» **Consigne**:
Recopiez sans rien changer, dans le texte sur le film Rimini, le passage qui s'ouvre sur les mots contenant « Dans Rimini, le cinéaste controversé » et se ferme sur « épargné au spectateur. ».

» **Passage du texte**:
Dans Rimini, le cinéaste controversé réunit un crooner autrichien, de vieilles rombières et une fille en colère. Au bout, un étonnant voyage «houellebecquien» plein de spleen et de tendresse.
Les plages italiennes, il les préfère l’hiver, nimbées de brouillard : dans Rimini, en salles aujourd’hui, le cinéaste Ulrich Seidl filme avec une crudité fascinante la solitude d’une ex-vedette de la chanson dans un monde sans amour, ou presque. Abandon de famille, alcoolisme, félonie, appât du gain et chair triste… «Je montre les gens comme ils sont!», a déclaré lors de la dernière Berlinale le réalisateur autrichien, sorte de Houellebecq du cinéma habitué des festivals et des critiques, qui lui ont souvent reproché le sordide de ses œuvres, où rien n’est épargné au spectateur.
Dans Rimini, le cinéaste suit Richie Bravo (incarné par Michael Thomas), un crooner autrichien qui survit en poussant la chansonnette pour 200 euros la soirée à des groupes de retraités, dans des hôtels bas de gamme de cette cité balnéaire de la côte Adriatique. Un style quasi documentaire pour filmer un Casanova pathétique, homme sans honneur, charmeur mais profiteur, hypocrite et prêt à tout monnayer.

» **Entrées**:
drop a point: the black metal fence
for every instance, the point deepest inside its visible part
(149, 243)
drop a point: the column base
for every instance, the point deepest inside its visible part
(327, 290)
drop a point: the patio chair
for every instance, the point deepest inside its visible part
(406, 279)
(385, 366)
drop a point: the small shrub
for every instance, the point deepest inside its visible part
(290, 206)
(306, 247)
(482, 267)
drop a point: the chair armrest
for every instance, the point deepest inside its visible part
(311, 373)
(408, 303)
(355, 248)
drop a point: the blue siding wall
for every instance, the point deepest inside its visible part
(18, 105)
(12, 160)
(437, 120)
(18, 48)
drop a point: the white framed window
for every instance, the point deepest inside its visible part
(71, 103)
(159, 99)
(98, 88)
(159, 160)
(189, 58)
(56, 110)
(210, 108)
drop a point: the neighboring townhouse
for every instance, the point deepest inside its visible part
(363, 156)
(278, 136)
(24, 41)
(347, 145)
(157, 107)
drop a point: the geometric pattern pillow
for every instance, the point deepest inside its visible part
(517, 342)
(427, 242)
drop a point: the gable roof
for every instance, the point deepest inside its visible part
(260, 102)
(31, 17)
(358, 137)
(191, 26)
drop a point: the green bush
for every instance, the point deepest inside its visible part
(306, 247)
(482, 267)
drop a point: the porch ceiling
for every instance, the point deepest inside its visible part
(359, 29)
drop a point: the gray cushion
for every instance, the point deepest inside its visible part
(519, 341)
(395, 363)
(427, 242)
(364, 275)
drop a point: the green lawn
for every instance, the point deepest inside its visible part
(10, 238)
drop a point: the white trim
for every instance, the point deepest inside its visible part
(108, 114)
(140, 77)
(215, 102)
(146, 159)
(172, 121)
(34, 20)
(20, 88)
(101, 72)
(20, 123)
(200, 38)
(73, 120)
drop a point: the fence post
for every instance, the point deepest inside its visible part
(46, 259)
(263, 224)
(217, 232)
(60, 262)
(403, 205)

» **Tâche accomplie**:
Dans Rimini, le cinéaste controversé réunit un crooner autrichien, de vieilles rombières et une fille en colère. Au bout, un étonnant voyage «houellebecquien» plein de spleen et de tendresse.
Les plages italiennes, il les préfère l’hiver, nimbées de brouillard : dans Rimini, en salles aujourd’hui, le cinéaste Ulrich Seidl filme avec une crudité fascinante la solitude d’une ex-vedette de la chanson dans un monde sans amour, ou presque. Abandon de famille, alcoolisme, félonie, appât du gain et chair triste… «Je montre les gens comme ils sont!», a déclaré lors de la dernière Berlinale le réalisateur autrichien, sorte de Houellebecq du cinéma habitué des festivals et des critiques, qui lui ont souvent reproché le sordide de ses œuvres, où rien n’est épargné au spectateur.